------ Records supplied
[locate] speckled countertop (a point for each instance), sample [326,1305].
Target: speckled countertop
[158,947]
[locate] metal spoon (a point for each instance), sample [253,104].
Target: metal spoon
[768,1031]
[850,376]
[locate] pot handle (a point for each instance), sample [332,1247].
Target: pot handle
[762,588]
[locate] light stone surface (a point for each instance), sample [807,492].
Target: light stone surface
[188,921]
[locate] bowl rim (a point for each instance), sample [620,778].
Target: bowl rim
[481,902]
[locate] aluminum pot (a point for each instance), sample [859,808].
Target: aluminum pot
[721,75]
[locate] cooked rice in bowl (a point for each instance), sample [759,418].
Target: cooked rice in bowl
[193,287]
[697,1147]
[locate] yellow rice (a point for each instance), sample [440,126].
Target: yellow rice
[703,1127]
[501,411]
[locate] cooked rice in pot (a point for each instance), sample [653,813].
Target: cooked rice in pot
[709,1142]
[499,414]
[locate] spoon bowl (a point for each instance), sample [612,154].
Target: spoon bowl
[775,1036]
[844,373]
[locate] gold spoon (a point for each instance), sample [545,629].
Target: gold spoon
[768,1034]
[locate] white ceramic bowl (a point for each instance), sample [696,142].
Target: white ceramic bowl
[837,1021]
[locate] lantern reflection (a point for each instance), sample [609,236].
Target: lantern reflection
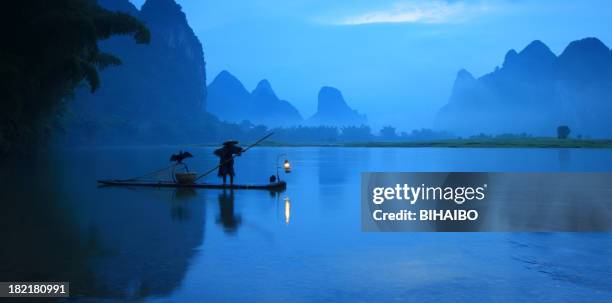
------------
*Problem to work on:* Reproduce the listing above word for word, leaving out the pictures.

*Response for this exercise:*
[locate] speckled countertop (a point for each instance), sample [326,1305].
Target: speckled countertop
[158,947]
[locate] metal spoon (a point for each instance), sample [253,104].
Target: metal spoon
[768,1031]
[850,376]
[locate] pot handle (a point for each instance), sample [332,1247].
Target: pot handle
[762,588]
[locate] light stone surface (a point for each instance), sample [807,492].
Target: light stone surface
[188,921]
[locate] bowl rim (a point for each instance), sample [620,778].
Target: bowl rim
[481,902]
[locate] aluminum pot (a point for each instance), sample [859,808].
Target: aluminum pot
[721,75]
[locate] cooked rice in bowl (a point for each instance), sample [759,418].
Target: cooked rice in bowl
[193,287]
[697,1147]
[locate] yellow rice (a point for each instance), sample [440,126].
Target: yellow rice
[703,1127]
[501,411]
[locate] cooked rice in pot (a point for each instance), sample [653,813].
Target: cooked rice in pot
[709,1142]
[499,414]
[locate] spoon bowl (a point for each instance), sample [612,154].
Target: spoon bowl
[775,1036]
[844,373]
[locate] gold spoon (a point for each instance), sample [545,629].
Target: gold spoon
[768,1034]
[locate] white ceramic bowl (a point for each instance), sample [696,142].
Target: white ceramic bowl
[837,1021]
[locate] lantern reflection (a point for each instance), sample [609,236].
Target: lantern reflection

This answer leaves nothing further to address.